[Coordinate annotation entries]
--------------------------------------------------
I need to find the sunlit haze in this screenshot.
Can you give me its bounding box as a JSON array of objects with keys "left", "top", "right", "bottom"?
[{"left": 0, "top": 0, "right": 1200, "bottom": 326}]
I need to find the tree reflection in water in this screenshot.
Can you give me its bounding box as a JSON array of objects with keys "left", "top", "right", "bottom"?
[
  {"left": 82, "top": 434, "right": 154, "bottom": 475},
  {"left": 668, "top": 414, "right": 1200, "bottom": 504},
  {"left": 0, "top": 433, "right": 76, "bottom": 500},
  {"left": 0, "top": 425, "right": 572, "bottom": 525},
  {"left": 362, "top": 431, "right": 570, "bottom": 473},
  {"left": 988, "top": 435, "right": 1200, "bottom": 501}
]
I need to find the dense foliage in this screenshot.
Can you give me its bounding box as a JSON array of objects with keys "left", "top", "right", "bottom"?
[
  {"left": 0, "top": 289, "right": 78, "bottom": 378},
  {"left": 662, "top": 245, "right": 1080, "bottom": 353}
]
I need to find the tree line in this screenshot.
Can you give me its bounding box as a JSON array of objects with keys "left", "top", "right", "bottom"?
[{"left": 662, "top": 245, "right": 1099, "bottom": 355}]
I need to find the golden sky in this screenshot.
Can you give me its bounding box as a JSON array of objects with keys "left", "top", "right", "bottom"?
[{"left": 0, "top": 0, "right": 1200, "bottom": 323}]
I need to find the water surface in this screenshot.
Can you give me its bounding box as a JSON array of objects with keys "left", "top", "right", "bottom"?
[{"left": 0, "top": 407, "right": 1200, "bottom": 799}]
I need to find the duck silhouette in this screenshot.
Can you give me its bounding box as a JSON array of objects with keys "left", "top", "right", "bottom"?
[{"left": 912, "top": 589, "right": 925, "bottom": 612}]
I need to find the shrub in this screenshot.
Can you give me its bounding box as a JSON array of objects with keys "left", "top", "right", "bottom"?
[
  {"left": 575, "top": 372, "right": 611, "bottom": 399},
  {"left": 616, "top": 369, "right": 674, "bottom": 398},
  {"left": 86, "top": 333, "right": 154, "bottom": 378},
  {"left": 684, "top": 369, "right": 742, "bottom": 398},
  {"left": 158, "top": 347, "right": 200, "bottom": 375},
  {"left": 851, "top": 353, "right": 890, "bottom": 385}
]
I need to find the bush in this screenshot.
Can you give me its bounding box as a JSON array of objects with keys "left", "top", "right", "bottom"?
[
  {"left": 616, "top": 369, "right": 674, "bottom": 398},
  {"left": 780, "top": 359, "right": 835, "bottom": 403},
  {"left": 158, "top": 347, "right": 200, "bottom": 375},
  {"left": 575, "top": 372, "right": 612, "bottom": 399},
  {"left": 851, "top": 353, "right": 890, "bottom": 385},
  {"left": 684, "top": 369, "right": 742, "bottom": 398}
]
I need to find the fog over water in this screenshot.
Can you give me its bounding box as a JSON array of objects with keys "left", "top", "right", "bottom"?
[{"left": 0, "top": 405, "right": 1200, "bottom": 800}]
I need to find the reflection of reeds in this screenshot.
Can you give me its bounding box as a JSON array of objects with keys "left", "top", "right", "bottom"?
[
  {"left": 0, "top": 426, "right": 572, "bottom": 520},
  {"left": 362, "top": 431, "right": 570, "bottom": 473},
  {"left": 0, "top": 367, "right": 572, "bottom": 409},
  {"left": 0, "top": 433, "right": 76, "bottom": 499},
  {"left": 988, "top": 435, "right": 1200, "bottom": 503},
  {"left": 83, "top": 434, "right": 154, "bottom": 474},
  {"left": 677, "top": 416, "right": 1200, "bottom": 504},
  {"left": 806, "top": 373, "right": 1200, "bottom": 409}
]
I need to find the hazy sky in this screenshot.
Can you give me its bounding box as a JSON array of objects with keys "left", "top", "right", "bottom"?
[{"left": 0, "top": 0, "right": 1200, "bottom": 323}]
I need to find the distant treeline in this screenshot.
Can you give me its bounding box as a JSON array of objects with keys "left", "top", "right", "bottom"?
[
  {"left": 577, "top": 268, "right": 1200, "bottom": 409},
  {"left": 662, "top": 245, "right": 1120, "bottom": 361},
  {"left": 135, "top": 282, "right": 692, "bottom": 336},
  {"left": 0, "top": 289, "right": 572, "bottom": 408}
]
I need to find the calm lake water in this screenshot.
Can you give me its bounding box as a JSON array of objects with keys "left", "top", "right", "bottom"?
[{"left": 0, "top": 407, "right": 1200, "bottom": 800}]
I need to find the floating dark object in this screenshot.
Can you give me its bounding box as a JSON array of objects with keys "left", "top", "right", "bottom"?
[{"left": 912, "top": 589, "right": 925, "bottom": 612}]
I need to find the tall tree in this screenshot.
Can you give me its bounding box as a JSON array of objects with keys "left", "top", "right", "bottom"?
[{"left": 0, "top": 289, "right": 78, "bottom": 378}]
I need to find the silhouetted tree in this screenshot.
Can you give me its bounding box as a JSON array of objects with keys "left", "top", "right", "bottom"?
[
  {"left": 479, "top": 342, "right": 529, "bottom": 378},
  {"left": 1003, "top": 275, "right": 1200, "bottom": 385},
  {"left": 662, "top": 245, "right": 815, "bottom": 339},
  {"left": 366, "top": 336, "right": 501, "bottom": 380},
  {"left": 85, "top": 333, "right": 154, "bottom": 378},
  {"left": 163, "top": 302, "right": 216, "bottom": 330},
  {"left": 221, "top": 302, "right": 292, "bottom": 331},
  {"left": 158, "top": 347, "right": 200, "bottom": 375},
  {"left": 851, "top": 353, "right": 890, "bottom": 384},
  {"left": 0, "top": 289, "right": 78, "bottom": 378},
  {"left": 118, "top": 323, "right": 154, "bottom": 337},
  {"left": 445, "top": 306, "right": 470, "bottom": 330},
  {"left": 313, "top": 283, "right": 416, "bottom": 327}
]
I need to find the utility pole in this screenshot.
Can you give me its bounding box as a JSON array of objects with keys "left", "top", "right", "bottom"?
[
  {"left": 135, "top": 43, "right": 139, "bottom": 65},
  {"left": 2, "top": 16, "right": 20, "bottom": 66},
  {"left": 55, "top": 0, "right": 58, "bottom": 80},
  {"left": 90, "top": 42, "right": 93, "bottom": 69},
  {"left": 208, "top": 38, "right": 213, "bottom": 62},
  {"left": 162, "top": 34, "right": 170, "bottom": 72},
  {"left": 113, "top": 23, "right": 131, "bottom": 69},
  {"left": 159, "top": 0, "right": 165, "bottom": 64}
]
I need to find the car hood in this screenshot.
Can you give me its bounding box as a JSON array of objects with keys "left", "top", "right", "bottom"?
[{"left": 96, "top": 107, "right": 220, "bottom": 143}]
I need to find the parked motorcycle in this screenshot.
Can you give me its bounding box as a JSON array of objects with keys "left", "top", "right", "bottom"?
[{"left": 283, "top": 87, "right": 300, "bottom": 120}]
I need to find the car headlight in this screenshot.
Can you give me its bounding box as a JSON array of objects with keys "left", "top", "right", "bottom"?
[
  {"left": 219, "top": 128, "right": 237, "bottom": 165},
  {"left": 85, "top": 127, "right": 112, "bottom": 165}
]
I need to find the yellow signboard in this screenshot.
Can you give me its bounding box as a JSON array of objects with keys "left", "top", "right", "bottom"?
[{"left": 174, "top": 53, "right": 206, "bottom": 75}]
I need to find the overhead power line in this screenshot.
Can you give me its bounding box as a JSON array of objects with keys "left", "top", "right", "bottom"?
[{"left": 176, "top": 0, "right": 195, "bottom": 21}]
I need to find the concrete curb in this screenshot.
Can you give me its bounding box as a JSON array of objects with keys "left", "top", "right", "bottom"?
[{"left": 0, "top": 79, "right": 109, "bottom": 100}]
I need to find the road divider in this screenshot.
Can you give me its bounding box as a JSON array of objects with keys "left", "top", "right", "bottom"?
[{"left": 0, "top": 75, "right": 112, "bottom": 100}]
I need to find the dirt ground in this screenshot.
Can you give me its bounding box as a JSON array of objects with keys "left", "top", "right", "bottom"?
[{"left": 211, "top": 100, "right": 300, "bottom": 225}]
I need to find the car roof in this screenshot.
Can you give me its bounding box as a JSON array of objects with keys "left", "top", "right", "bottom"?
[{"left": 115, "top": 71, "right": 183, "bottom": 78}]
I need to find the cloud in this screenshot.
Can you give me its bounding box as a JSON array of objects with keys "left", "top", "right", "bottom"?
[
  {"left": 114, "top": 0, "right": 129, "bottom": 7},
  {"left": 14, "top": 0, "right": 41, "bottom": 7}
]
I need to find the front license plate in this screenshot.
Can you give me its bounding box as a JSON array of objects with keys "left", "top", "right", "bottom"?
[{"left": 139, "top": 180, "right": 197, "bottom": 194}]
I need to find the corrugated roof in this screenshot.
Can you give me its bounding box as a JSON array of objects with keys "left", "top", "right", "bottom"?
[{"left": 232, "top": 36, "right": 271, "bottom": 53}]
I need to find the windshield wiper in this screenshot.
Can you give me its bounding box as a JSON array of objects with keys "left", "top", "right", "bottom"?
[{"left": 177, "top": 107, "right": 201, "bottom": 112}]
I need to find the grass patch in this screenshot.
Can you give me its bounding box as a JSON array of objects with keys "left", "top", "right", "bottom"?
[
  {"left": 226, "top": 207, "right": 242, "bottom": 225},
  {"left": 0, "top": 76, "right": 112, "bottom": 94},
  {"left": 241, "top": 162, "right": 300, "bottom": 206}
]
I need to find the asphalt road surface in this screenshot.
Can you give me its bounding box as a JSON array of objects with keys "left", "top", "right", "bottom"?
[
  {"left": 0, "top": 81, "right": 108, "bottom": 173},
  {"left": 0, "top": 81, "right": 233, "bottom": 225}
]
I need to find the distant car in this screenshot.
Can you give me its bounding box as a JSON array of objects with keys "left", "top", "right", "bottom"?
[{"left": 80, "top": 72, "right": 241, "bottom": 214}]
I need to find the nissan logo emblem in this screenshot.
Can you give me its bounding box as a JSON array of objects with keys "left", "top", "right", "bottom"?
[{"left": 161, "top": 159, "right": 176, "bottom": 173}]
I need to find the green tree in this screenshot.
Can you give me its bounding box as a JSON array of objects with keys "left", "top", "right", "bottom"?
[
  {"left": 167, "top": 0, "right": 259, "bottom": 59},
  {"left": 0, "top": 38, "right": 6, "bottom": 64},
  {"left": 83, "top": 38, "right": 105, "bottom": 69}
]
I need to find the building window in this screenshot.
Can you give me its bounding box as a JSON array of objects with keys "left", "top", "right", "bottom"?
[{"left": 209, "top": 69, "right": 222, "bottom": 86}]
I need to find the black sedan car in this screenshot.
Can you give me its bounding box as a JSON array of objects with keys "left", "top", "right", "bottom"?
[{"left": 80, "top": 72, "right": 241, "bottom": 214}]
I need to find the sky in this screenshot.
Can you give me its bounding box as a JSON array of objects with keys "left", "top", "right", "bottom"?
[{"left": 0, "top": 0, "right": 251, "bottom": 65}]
--------------------------------------------------
→ PROBLEM
Starting with the line containing "I need to find the black" and going on through the end of the listing above, reproduce every line, shifting each bounding-box coordinate in the answers up by 90.

→ TASK SOLUTION
I need to find the black sedan car in this screenshot.
Can you give me its bounding box as a JSON array of objects with keys "left", "top", "right", "bottom"?
[{"left": 170, "top": 162, "right": 331, "bottom": 304}]
I need to find the sky in this screenshot.
Can you give me its bounding box as a JSON array of objects with keys "left", "top", "right", "bottom"?
[{"left": 90, "top": 90, "right": 341, "bottom": 155}]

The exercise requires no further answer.